TEXTE FOURNI »

◇ ◇ ◇ ◇ ◇

Comment faire parler les silences au travail?

Publié le 11/10/2022 à 07:29

Comment faire parler les silences au travail?

Publié le 11/10/2022 à 07:29

Par Olivier Schmouker

Le truc, c'est de recourir au silence «stratégique»... (Photo: Mapbox pour Unsplash)

MAUDITE JOB! est une rubrique où Olivier Schmouker répond à vos interrogations les plus croustillantes [et les plus pertinentes] sur le monde de l’entreprise moderne… et, bien sûr, de ses travers. Un rendez-vous à lire les mardis et les jeudisVous avez envie de participer? Envoyez-nous votre question à mauditejob@groupecontex.ca

Q. – «En réunion, j’écoute plus que je ne parle. Les autres, en particulier ma boss, ont parfois l’impression que je rechigne à participer, voire que je m’ennuie. Ma boss m’a récemment invité à m’exprimer davantage, car elle trouve que mes idées et mes commentaires sont constructifs et enrichissants. Comment parler plus souvent en réunion tout en prenant le temps de réfléchir à ce que je veux dire? » – Théo

R. – Cher Théo, le silence d’un employé est presque toujours mal vu. On se dit que s'il se tait, c’est parce qu’il y a un problème: il n’ose pas contredire son boss, même s’il sait que celui-ci se trompe; il craint d’argumenter avec une collègue casse-pied parce qu’il sait que celle-ci irait aussitôt s’en plaindre à un gestionnaire; il s’ennuie, tout bonnement, comme vous l’évoquez. Bref, le silence est vu au travail comme quelque chose d’intrinsèquement nocif.

◇ ◇ ◇ ◇ ◇

DONNÉES FOURNIES »
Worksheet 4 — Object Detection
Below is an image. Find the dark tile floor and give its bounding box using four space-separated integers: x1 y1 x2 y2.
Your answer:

◇ ◇ ◇ ◇ ◇

CONSIGNE » D'après l'article sur les silences au travail, pourquoi la patronne de Théo l'a-t-elle invité à s'exprimer davantage en réunion ?

RÉSULTAT DE L'EXERCICE » Elle trouve que ses idées et ses commentaires sont constructifs et enrichissants.